> [WORK TO BE COMPLETED]:
Repeat verbatim the part of the rows below that opens with the line containing "Could you please locate the white and" and closes with the line containing "left=627, top=46, right=769, bottom=172", including both of those lines.

> [DATA TO PROCESS]:
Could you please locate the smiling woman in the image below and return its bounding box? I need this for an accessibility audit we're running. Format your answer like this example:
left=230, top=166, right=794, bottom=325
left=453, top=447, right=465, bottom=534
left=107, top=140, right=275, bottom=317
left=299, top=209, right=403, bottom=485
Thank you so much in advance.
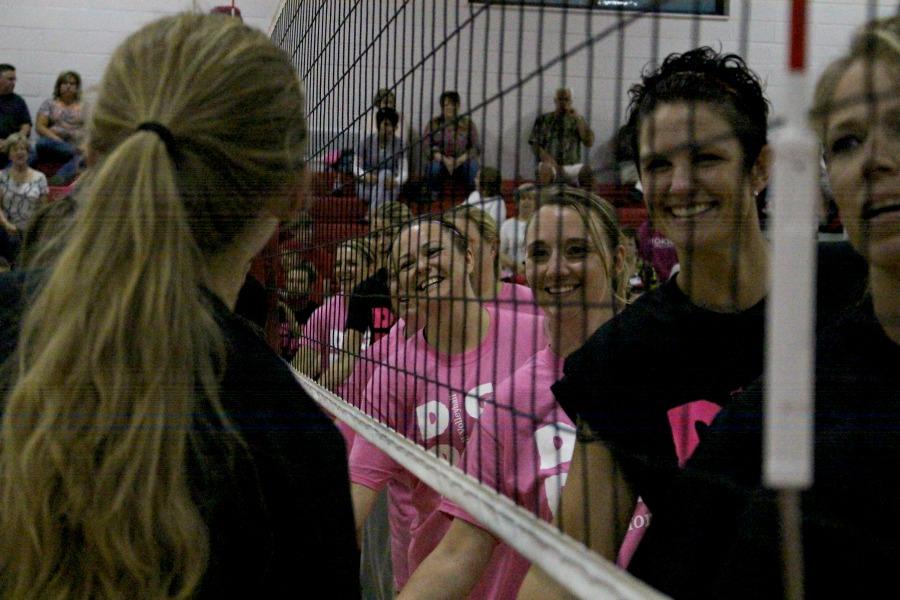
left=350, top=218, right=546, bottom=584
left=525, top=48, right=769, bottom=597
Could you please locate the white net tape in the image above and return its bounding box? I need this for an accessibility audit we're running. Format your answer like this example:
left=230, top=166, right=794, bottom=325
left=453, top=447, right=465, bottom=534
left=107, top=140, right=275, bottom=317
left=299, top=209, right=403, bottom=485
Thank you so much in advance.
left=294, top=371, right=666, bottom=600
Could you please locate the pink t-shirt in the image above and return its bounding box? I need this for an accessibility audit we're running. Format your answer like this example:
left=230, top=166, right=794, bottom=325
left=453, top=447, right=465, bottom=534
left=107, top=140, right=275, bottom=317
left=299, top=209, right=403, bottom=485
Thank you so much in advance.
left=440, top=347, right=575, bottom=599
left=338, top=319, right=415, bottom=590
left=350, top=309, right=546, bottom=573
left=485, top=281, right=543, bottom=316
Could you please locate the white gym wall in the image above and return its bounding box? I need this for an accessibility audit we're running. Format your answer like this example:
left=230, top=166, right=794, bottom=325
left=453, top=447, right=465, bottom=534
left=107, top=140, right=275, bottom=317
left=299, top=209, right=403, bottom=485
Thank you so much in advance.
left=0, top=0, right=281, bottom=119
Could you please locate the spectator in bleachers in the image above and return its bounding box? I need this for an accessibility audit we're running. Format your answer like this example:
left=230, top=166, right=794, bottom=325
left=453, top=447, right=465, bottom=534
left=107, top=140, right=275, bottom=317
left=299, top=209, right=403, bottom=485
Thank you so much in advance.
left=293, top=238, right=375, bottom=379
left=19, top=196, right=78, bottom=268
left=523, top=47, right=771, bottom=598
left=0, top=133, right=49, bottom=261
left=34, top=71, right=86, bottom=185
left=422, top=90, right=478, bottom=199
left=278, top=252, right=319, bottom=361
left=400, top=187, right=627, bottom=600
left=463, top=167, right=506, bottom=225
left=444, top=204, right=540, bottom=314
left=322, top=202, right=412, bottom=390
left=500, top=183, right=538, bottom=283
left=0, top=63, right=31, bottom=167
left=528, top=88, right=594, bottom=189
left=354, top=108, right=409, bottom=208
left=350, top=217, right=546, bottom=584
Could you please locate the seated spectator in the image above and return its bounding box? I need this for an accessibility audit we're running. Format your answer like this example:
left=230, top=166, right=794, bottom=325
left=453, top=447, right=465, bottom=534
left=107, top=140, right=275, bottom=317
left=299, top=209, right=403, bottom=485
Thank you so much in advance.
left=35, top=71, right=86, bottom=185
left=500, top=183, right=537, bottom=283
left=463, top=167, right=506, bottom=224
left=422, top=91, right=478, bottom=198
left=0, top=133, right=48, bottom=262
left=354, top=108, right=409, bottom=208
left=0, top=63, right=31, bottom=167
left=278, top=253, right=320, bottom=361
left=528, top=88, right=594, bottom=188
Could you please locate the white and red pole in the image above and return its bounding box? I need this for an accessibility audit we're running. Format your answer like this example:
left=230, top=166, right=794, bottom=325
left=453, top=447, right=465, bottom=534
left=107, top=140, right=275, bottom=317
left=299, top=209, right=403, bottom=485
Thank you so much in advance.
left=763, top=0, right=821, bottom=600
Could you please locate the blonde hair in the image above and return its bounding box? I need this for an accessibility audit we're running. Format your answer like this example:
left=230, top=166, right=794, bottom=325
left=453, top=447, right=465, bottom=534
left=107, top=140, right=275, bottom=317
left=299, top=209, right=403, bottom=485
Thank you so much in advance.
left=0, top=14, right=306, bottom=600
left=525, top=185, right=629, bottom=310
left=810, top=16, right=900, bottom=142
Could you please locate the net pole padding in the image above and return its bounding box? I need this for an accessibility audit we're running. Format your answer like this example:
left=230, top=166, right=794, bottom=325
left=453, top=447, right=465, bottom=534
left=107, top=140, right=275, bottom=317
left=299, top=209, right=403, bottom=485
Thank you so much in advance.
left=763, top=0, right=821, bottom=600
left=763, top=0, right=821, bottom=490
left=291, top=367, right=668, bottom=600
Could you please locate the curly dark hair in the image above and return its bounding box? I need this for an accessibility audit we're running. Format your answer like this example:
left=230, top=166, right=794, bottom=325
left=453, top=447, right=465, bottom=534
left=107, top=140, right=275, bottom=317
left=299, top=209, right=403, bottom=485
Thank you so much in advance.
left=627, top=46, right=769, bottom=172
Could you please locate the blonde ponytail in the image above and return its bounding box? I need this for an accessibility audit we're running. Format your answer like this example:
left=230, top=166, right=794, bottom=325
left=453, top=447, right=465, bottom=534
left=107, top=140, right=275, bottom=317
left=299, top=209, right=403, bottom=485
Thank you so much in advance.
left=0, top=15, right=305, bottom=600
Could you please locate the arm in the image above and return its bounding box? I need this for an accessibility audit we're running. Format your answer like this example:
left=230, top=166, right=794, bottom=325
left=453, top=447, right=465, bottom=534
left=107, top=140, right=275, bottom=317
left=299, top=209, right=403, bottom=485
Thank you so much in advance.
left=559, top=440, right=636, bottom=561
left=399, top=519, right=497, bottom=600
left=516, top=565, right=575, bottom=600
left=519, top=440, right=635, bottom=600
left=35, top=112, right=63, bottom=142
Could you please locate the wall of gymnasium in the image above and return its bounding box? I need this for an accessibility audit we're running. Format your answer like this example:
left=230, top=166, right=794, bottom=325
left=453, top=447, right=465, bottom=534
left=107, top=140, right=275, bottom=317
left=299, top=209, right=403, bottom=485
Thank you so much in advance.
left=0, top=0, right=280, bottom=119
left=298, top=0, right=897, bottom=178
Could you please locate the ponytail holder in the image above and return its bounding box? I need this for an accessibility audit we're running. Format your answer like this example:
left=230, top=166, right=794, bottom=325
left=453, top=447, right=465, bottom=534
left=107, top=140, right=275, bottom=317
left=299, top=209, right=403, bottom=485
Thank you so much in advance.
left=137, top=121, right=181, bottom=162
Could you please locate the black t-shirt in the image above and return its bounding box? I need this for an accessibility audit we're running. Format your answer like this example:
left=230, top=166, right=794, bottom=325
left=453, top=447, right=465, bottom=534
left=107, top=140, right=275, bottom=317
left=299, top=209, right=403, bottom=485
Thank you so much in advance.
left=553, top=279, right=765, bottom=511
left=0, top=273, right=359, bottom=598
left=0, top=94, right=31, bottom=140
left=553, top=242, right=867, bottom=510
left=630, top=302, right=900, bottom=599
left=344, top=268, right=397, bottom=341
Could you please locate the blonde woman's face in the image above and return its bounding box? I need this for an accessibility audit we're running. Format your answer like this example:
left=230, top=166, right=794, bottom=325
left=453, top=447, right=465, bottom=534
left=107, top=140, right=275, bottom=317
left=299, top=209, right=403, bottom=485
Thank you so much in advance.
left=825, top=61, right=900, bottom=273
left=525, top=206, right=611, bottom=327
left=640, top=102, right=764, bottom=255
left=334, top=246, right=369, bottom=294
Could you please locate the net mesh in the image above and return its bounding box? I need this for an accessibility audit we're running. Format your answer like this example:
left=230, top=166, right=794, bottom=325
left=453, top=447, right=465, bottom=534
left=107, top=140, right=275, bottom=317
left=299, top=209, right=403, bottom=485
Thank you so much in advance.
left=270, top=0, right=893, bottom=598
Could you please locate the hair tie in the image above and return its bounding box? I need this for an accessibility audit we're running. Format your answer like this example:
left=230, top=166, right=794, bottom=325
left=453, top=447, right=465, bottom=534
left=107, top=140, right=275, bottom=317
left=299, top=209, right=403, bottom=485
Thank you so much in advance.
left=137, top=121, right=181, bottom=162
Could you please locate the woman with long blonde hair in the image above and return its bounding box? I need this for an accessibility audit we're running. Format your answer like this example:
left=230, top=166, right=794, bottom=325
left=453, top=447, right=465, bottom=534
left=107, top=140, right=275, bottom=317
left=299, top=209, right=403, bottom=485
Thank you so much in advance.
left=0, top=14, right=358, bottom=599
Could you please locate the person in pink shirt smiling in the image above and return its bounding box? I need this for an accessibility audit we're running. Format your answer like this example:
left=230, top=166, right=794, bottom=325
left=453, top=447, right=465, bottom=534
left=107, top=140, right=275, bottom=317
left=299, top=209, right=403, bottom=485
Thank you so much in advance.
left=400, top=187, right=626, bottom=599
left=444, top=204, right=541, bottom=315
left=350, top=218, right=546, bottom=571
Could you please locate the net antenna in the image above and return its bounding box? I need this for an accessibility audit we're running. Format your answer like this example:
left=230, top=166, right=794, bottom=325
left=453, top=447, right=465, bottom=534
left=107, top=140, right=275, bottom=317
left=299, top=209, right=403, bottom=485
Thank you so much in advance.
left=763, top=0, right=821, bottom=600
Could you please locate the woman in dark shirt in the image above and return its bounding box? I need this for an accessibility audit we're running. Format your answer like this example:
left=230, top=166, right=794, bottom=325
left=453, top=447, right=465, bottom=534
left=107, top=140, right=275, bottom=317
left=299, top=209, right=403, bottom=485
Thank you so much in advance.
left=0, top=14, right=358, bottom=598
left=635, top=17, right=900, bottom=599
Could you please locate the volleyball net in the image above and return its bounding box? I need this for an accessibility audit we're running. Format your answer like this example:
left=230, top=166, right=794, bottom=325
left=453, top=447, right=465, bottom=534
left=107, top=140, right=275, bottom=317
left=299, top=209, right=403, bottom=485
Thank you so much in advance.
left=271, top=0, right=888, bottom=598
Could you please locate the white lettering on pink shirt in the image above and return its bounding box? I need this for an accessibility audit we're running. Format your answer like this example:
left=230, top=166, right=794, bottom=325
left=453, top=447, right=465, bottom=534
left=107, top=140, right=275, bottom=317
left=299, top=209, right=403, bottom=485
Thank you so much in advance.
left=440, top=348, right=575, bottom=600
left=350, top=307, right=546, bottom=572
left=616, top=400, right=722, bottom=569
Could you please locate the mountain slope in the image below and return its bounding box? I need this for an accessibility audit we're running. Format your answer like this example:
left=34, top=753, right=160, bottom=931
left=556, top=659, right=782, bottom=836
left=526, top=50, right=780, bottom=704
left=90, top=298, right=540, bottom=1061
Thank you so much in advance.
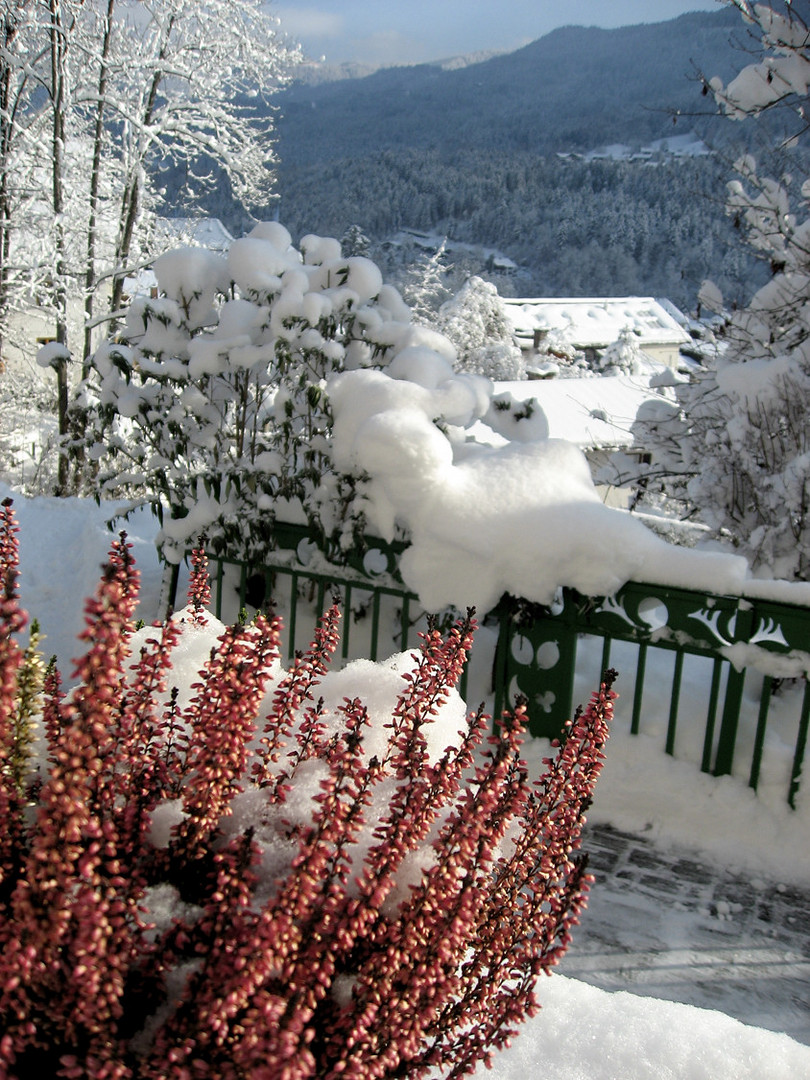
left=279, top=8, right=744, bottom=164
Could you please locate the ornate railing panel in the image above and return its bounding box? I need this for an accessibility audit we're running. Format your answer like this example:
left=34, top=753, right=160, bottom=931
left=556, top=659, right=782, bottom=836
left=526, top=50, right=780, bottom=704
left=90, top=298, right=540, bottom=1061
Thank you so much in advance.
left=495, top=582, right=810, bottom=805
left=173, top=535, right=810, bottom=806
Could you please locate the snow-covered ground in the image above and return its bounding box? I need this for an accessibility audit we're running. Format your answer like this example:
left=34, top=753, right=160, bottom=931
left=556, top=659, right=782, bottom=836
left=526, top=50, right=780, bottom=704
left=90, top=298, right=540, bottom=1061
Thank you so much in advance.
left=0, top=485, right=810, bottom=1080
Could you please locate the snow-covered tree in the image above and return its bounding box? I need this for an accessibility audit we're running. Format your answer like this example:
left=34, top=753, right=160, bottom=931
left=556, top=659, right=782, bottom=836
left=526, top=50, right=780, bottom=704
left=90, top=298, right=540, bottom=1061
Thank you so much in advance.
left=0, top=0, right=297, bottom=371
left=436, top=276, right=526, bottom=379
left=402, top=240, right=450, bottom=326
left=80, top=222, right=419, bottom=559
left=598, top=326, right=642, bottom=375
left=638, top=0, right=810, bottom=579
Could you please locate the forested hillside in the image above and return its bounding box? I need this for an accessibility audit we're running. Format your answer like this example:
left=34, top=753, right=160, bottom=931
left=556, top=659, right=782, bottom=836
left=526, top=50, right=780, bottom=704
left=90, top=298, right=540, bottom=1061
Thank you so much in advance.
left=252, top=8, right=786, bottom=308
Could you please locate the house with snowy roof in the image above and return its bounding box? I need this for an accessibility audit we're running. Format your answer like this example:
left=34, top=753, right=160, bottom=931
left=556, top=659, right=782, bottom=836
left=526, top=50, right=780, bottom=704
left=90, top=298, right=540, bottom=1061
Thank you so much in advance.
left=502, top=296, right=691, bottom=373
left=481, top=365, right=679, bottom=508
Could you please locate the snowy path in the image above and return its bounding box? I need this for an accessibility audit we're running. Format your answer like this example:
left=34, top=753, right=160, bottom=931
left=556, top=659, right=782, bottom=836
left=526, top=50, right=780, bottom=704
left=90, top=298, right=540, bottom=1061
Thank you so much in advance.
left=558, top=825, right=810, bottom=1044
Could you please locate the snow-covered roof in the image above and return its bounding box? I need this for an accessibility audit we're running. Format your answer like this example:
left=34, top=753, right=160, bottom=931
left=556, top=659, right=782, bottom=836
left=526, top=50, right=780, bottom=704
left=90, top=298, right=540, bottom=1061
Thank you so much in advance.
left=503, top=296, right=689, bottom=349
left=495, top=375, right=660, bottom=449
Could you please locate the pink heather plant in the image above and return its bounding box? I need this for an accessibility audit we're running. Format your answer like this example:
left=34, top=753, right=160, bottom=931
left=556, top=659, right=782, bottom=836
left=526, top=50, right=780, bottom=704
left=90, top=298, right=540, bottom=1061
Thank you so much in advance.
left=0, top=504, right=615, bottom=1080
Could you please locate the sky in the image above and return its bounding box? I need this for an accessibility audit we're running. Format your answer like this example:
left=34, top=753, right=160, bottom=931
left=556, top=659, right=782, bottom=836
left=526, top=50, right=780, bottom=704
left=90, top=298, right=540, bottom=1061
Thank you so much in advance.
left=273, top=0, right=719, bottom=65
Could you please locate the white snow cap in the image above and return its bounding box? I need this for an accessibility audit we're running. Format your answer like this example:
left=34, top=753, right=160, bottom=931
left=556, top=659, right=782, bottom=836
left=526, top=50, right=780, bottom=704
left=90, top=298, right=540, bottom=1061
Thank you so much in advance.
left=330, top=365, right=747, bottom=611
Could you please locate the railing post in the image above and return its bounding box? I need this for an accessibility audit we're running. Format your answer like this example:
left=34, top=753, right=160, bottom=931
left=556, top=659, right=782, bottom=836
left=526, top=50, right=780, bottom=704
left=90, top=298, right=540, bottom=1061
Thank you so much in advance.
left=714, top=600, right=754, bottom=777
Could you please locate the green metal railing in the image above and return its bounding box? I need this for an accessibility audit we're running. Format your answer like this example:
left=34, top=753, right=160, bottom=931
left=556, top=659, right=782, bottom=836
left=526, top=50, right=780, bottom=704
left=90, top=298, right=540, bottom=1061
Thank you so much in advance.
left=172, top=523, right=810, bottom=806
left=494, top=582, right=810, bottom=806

> [THE SOLUTION]:
Could you please locate the white and red pole in the image above and return its bounding box? I need this for an accessibility audit we're running. Format your answer like this example:
left=230, top=166, right=794, bottom=325
left=453, top=447, right=465, bottom=534
left=107, top=140, right=275, bottom=317
left=299, top=209, right=403, bottom=485
Thank you so much in advance.
left=763, top=0, right=821, bottom=600
Could you please locate the blonde hair in the image above and return its bounding box? I need this for an accessibility audit we're running. Format your answer like this example:
left=230, top=166, right=794, bottom=325
left=453, top=447, right=465, bottom=534
left=107, top=140, right=275, bottom=317
left=299, top=209, right=403, bottom=485
Thank you so much in advance.
left=0, top=14, right=306, bottom=600
left=525, top=185, right=629, bottom=310
left=810, top=16, right=900, bottom=142
Could you please locate the net pole padding in the image above and return its bounding box? I need this for an accessibility audit we're running. Format your answer like this example:
left=230, top=166, right=794, bottom=325
left=453, top=447, right=465, bottom=534
left=107, top=140, right=275, bottom=317
left=299, top=209, right=403, bottom=485
Thank you so much in advance.
left=763, top=0, right=821, bottom=600
left=763, top=0, right=821, bottom=490
left=291, top=367, right=668, bottom=600
Could you please locate the curly dark hair in the image above and return its bounding box? I need this for an accessibility audit we're running. Format your answer like this example:
left=230, top=166, right=794, bottom=325
left=453, top=447, right=465, bottom=534
left=107, top=140, right=275, bottom=317
left=299, top=209, right=403, bottom=485
Thank you so much in advance.
left=627, top=46, right=769, bottom=172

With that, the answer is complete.